[Task to complete]
Reproduce the passage from the football player biography between "Herbert Miller III" and "final roster cuts.", inclusive.

[Text passage]
Awards and highlights
- Super Bowl champion (LV);

Career NFL statistics
- Total tackles: 11
- Fumble recoveries: 1
- Pass deflections: 1
- Interceptions: 1
- Stats at Pro Football Reference

= Herb Miller =

American football player (born 1997)

Herbert Miller III (born November 11, 1997) is an American former professional football player who was a cornerback in the National Football League (NFL). He played college football for the Florida Atlantic Owls.

==Professional career==

Pre-draft measurables
| Height | Weight | Arm length | Hand span | 40-yard dash | 10-yard split | 20-yard split | 20-yard shuttle | Three-cone drill | Vertical jump | Broad jump | Bench press |
| 6 ft 1+1⁄4 in (1.86 m) | 190 lb (86 kg) | 30+3⁄4 in (0.78 m) | 9+3⁄4 in (0.25 m) | 4.57 s | 1.59 s | 2.55 s | 4.24 s | 7.25 s | 32.5 in (0.83 m) | 9 ft 11 in (3.02 m) | 13 reps |
All values from Pro Day

===Kansas City Chiefs===
Miller was signed by the Kansas City Chiefs as a undrafted free agent on May 7, 2019, after participating in a tryout with the team. He was waived by the Chiefs on August 31, 2019, during final roster cuts.

===Tampa Bay Buccaneers===
Miller was signed to the Tampa Bay Buccaneers' practice squad on December 18, 2019. The Buccaneers signed him to a reserve/futures contract on January 7, 2020. He was waived during final roster cuts on September 5, 2020, but was re-signed to the Buccaneers' practice squad the next day. He was elevated to the active roster on November 28, December 12, December 25, and January 2, 2021, for the team's weeks 12, 14, 16, and 17 games against the Chiefs, Minnesota Vikings, Detroit Lions, and Atlanta Falcons, and reverted to the practice squad after each game. Against the Lions, Miller recorded his first career interception off a pass thrown by David Blough during the 47–7 win. He was elevated again to the active roster on January 8 for the team's wild card game against the Washington Football Team, and reverted to the practice squad again following the game. Miller earned a Super Bowl championship when the Buccaneers won Super Bowl LV over the Chiefs.

On February 9, 2021, Miller re-signed with the Buccaneers. Miller was waived by the Buccaneers on August 31, 2021, but re-signed with the team as part of their practice squad the next day. He was released from the team's practice squad on September 20, 2021.

===Cleveland Browns===
Miller was signed to the Cleveland Browns practice squad on September 28, 2021. Miller was elevated to the Browns' active roster on October 16, 2021, and reverted to the practice squad on October 18, 2021. Miller was elevated to the Browns' active roster a second time on October 21, 2021, prior to their game that evening, and reverted to their practice squad the following day. The Browns signed Miller to their active roster on October 29, 2021. He was waived on November 8, 2021, and re-signed to the Browns' practice squad on November 10, 2021. Miller was elevated yet again to the Browns' active roster on November 13, 2021. He was elevated to the active roster again on November 20, 2021. Miller was elevated to the active roster again on December 11, 2021. Miller was elevated to the Browns' active roster once again as a COVID-19 replacement player on December 24, 2021.

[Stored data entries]

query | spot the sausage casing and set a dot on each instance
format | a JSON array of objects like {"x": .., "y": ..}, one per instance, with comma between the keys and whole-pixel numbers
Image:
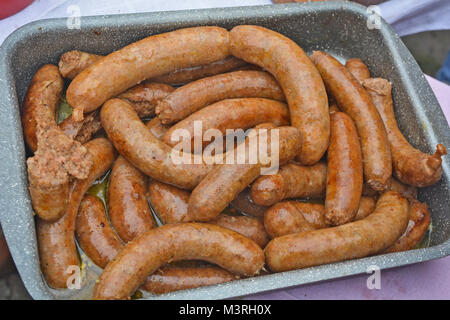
[
  {"x": 419, "y": 221},
  {"x": 356, "y": 102},
  {"x": 344, "y": 171},
  {"x": 226, "y": 180},
  {"x": 184, "y": 241},
  {"x": 127, "y": 203},
  {"x": 171, "y": 206},
  {"x": 94, "y": 233},
  {"x": 230, "y": 114},
  {"x": 411, "y": 166},
  {"x": 144, "y": 59},
  {"x": 292, "y": 181},
  {"x": 299, "y": 79},
  {"x": 138, "y": 145},
  {"x": 201, "y": 93},
  {"x": 353, "y": 240}
]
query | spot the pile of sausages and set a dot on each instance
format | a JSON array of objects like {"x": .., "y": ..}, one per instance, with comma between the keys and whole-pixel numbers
[{"x": 339, "y": 146}]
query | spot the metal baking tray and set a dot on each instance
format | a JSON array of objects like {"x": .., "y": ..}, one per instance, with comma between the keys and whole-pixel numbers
[{"x": 337, "y": 27}]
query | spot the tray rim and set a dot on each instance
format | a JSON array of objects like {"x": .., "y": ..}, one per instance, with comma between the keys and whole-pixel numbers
[{"x": 227, "y": 290}]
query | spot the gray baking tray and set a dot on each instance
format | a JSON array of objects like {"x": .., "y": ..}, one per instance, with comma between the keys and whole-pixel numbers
[{"x": 336, "y": 27}]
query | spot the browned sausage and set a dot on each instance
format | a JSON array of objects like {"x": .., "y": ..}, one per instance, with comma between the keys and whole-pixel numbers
[
  {"x": 252, "y": 228},
  {"x": 201, "y": 93},
  {"x": 419, "y": 221},
  {"x": 157, "y": 128},
  {"x": 289, "y": 217},
  {"x": 408, "y": 191},
  {"x": 299, "y": 79},
  {"x": 227, "y": 180},
  {"x": 127, "y": 203},
  {"x": 291, "y": 181},
  {"x": 43, "y": 93},
  {"x": 353, "y": 240},
  {"x": 245, "y": 204},
  {"x": 101, "y": 244},
  {"x": 334, "y": 108},
  {"x": 94, "y": 233},
  {"x": 230, "y": 114},
  {"x": 356, "y": 102},
  {"x": 82, "y": 131},
  {"x": 344, "y": 171},
  {"x": 182, "y": 76},
  {"x": 182, "y": 241},
  {"x": 366, "y": 207},
  {"x": 144, "y": 59},
  {"x": 134, "y": 141},
  {"x": 144, "y": 97},
  {"x": 358, "y": 69},
  {"x": 168, "y": 279},
  {"x": 171, "y": 205},
  {"x": 73, "y": 62},
  {"x": 57, "y": 249},
  {"x": 411, "y": 166}
]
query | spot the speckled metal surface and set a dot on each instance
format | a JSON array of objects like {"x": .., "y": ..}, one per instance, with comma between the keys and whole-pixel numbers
[{"x": 337, "y": 27}]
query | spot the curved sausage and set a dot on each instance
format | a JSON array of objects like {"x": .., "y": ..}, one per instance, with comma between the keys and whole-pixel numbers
[
  {"x": 94, "y": 233},
  {"x": 353, "y": 240},
  {"x": 230, "y": 114},
  {"x": 169, "y": 279},
  {"x": 170, "y": 203},
  {"x": 82, "y": 131},
  {"x": 171, "y": 206},
  {"x": 144, "y": 59},
  {"x": 252, "y": 228},
  {"x": 344, "y": 171},
  {"x": 183, "y": 241},
  {"x": 157, "y": 128},
  {"x": 291, "y": 181},
  {"x": 101, "y": 244},
  {"x": 419, "y": 221},
  {"x": 299, "y": 79},
  {"x": 356, "y": 102},
  {"x": 366, "y": 207},
  {"x": 44, "y": 94},
  {"x": 411, "y": 166},
  {"x": 358, "y": 69},
  {"x": 142, "y": 97},
  {"x": 289, "y": 217},
  {"x": 408, "y": 191},
  {"x": 57, "y": 249},
  {"x": 204, "y": 92},
  {"x": 138, "y": 145},
  {"x": 145, "y": 97},
  {"x": 128, "y": 209},
  {"x": 73, "y": 62},
  {"x": 182, "y": 76},
  {"x": 245, "y": 204},
  {"x": 227, "y": 180}
]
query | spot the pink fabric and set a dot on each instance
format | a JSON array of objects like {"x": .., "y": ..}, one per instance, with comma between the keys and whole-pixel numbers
[{"x": 426, "y": 280}]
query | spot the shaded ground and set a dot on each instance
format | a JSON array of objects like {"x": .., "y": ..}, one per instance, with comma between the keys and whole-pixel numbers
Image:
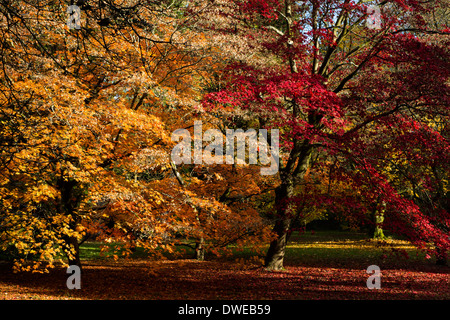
[{"x": 312, "y": 272}]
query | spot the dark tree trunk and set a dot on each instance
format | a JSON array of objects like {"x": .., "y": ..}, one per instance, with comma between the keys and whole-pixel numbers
[
  {"x": 275, "y": 254},
  {"x": 70, "y": 200},
  {"x": 295, "y": 170},
  {"x": 200, "y": 250},
  {"x": 73, "y": 247}
]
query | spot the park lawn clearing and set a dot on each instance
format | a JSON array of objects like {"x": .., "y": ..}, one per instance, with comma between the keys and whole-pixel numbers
[{"x": 316, "y": 267}]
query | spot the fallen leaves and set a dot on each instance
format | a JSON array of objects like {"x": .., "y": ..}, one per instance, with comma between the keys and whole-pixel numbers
[{"x": 191, "y": 279}]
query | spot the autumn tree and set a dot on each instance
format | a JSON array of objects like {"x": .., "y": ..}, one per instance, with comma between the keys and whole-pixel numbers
[
  {"x": 336, "y": 85},
  {"x": 78, "y": 111}
]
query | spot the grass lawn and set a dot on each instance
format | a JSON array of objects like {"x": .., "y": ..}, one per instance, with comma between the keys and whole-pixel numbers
[{"x": 321, "y": 265}]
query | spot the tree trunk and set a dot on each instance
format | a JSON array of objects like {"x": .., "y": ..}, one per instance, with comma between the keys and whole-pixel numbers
[
  {"x": 295, "y": 170},
  {"x": 72, "y": 249},
  {"x": 200, "y": 250},
  {"x": 275, "y": 254},
  {"x": 378, "y": 219}
]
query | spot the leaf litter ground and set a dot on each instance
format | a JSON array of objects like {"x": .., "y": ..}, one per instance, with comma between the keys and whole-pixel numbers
[{"x": 313, "y": 270}]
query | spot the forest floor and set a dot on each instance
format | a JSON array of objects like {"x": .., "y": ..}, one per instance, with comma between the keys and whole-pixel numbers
[{"x": 317, "y": 266}]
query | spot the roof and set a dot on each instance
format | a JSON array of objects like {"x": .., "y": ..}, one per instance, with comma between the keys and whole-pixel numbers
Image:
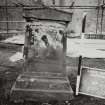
[{"x": 47, "y": 14}]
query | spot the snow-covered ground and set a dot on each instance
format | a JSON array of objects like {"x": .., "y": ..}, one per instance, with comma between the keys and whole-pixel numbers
[{"x": 92, "y": 48}]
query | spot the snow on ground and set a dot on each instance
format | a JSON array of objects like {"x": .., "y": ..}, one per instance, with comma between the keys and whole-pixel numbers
[{"x": 92, "y": 48}]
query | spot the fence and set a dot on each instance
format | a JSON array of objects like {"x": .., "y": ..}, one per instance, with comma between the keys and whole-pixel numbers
[{"x": 94, "y": 36}]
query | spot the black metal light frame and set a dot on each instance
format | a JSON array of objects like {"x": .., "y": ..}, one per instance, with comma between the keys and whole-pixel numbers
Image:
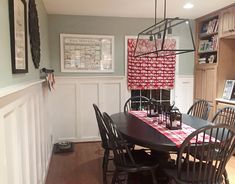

[Result below]
Herbert Miller III (born November 11, 1997) is an American former professional football player who was a cornerback in the National Football League (NFL). He played college football for the Florida Atlantic Owls.

==Professional career==

Pre-draft measurables
| Height | Weight | Arm length | Hand span | 40-yard dash | 10-yard split | 20-yard split | 20-yard shuttle | Three-cone drill | Vertical jump | Broad jump | Bench press |
| 6 ft 1+1⁄4 in (1.86 m) | 190 lb (86 kg) | 30+3⁄4 in (0.78 m) | 9+3⁄4 in (0.25 m) | 4.57 s | 1.59 s | 2.55 s | 4.24 s | 7.25 s | 32.5 in (0.83 m) | 9 ft 11 in (3.02 m) | 13 reps |
All values from Pro Day

===Kansas City Chiefs===
Miller was signed by the Kansas City Chiefs as a undrafted free agent on May 7, 2019, after participating in a tryout with the team. He was waived by the Chiefs on August 31, 2019, during final roster cuts.